[所附文本]
☆ ☆ ☆ ☆
鄭錦便是1962年湧到香港的那批偷渡者。第一次經沙頭角成功抵達香港,但被香港警察逮回大陸;第二次經鹿頸,未抵香港已任務失敗;第三次才選擇路途最遙遠、保安最鬆懈的蓮麻坑。

鄭錦憶述從前大家口耳相傳:香港是個「搵到食」的地方,幫人打工朝九晚四,反正在鄉下大饑荒,田也沒得耕。記者問,這樣一別可能無法再見父母,當年怎樣跟父母道別?鄭錦不以為然:「咪話要到香港囉,那個年代哪有捨不得?橫又死掂又死,有得食最緊要!俾人捉最多坐幾個月監。」

8時多忙完割瓜,鄭伯會隨便吃塊麵包作早餐,他嫌麻煩,所以不像其他潮州人煮粥作早餐。

在1962年3月梅雨季,萬般帶不走,鄭錦只準備了幾斤餅乾和米粉,由惠州跑到龍崗,只敢繞行山路不敢行大路。因為生怕白天有人捉,所以只能在黑夜裏跑山,白天在草叢中睡覺,被蚊子咬得痕癢無比,又經常下雨,汗衣濕了又乾,乾了又濕,跑了一星期,終於來到香港。

「好辛苦,每天隨便吃點東西,有些人住在梧桐山附近,近好多,可以帶米帶煲在沿路煮粥吃,我路程遠,只可以帶乾糧。有次夜裏被民兵驅趕,我們一路跑落河,終於走得甩,晚晚都搵條命仔搏㗎。」

那時偷渡失敗,像有案底一樣,會被鄉下幹部懲治,又要重新辦理「米證」(即糧票,當年要有糧票才能到餐館吃飯)。所以偷渡者大多不會再返回鄉下,錢儲夠,買些乾糧便再接再厲。

衝出新界 到九龍織羊毛

「回到惠州,因為有經驗,知道怎樣行,有人找我說:『我有乾糧,你帶路。』第三次終於成功,我舅父住在元朗的木屋,便拿着地址找他。住了3天,我便識搵食,出去做黑工擔磚仔,即是建屋那些磚。在窰裏擔出來,一日8蚊,餐搵餐食。擔磚仔真係好辛苦,出窰磚還很熱,手襪又穿了,好辣手。但受傷就好小事,後生有得做、有得食就得,後來難民准許做臨時身分證,來港幾個月後就回蓮麻坑的菜園做工,一個月一百蚊。」
☆ ☆ ☆ ☆
[問題陳述 A] 根據上面這段關於鄭錦偷渡香港的文本,列出他三次偷渡時分別經過或選擇的地點。

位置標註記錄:
☆ ☆ ☆ ☆
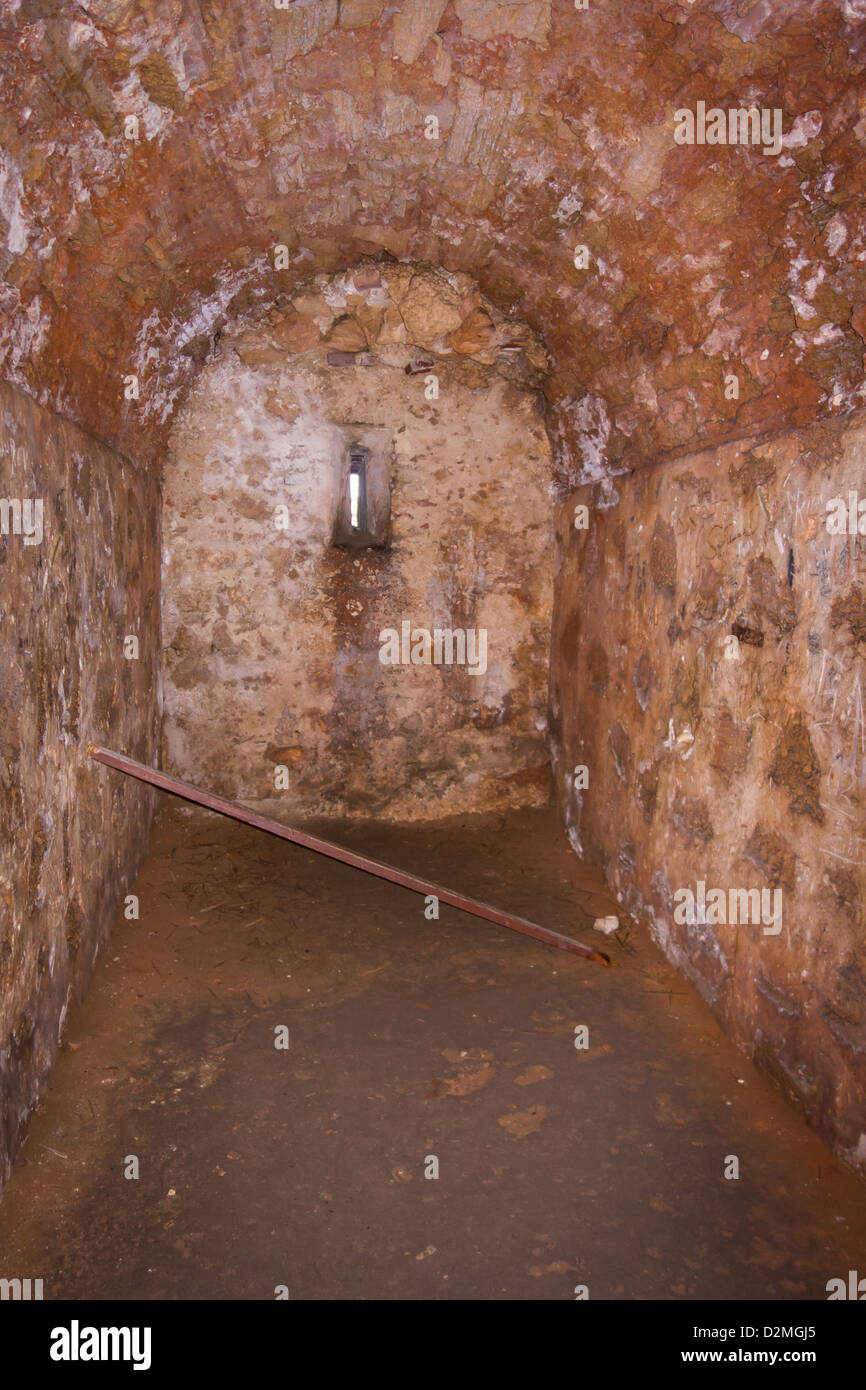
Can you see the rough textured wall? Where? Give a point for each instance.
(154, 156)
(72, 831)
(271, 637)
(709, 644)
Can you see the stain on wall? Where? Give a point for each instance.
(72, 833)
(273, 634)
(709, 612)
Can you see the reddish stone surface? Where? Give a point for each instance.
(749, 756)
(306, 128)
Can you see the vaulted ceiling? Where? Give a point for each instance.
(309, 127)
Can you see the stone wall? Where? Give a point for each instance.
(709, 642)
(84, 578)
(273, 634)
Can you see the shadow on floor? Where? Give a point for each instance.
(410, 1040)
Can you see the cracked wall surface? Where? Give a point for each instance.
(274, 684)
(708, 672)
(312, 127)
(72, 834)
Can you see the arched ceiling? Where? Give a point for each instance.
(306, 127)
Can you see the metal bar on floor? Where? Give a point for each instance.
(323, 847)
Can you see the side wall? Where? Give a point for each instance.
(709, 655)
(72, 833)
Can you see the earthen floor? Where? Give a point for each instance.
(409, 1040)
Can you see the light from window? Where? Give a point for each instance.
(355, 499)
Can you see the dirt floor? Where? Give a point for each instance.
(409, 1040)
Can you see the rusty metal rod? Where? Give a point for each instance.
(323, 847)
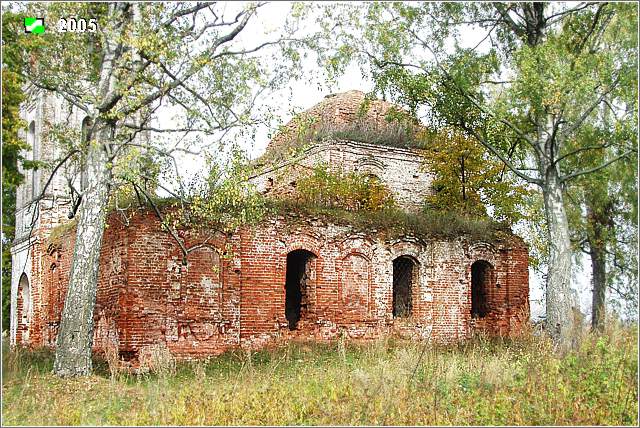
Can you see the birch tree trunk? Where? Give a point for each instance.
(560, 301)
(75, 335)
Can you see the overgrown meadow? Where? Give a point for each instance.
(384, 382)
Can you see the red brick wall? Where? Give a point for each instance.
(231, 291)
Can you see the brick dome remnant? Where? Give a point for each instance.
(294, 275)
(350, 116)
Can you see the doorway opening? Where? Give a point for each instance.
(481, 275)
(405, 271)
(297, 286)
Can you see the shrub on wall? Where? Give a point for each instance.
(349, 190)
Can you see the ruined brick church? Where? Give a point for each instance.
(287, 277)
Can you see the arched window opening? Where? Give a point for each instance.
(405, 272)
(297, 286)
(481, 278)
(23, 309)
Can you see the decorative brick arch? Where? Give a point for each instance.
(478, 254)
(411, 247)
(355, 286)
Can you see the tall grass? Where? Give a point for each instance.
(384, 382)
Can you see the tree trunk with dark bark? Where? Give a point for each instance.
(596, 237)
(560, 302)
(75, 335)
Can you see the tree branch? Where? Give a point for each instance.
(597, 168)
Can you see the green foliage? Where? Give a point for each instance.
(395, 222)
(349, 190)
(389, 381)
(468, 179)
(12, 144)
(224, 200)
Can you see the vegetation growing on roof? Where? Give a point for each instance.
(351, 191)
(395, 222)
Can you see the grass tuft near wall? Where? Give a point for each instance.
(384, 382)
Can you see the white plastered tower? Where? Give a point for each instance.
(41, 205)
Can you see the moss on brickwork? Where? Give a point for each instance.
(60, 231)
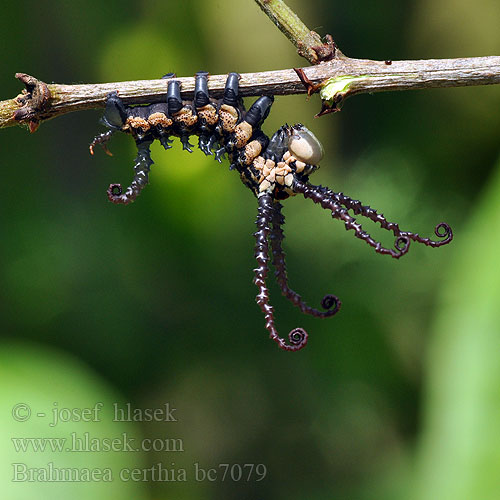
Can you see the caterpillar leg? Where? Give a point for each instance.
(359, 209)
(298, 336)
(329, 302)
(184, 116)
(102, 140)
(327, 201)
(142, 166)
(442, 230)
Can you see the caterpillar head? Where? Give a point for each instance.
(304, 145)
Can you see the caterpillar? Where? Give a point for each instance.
☆ ☆ ☆ ☆
[問題陳述 B] 在清單中,從含有“Can you see the tree trunk”的那一行開始,到清單最後一行為止,把“caterpillar”替換成“larva”,其餘內容保持不變,重新寫出這些行。答案中不要包含圖片。

[最終答案 A] 沙頭角、鹿頸、蓮麻坑

[最終答案 B]
Can you see the tree trunk with dark bark? Where? Give a point for each instance.
(596, 237)
(560, 302)
(75, 335)
Can you see the tree branch? Where? Give a point for each instance.
(597, 168)
Can you see the green foliage? Where? Give a point for each instance.
(395, 222)
(349, 190)
(389, 381)
(468, 179)
(12, 144)
(224, 200)
Can you see the vegetation growing on roof? Where? Give a point for each instance.
(351, 191)
(395, 222)
Can you see the grass tuft near wall? Where? Give a point for each instance.
(384, 382)
Can you see the white plastered tower? Where? Give a point for each instance.
(41, 205)
Can you see the moss on brickwork? Where? Give a point for each instance.
(60, 231)
Can you see the larva leg? Where? Give a point for each instance.
(359, 209)
(298, 336)
(329, 302)
(184, 116)
(102, 140)
(327, 201)
(142, 166)
(442, 230)
Can you see the larva head? Where? Give a point for each instance.
(304, 145)
Can you see the larva? Where? Give a point for each instance.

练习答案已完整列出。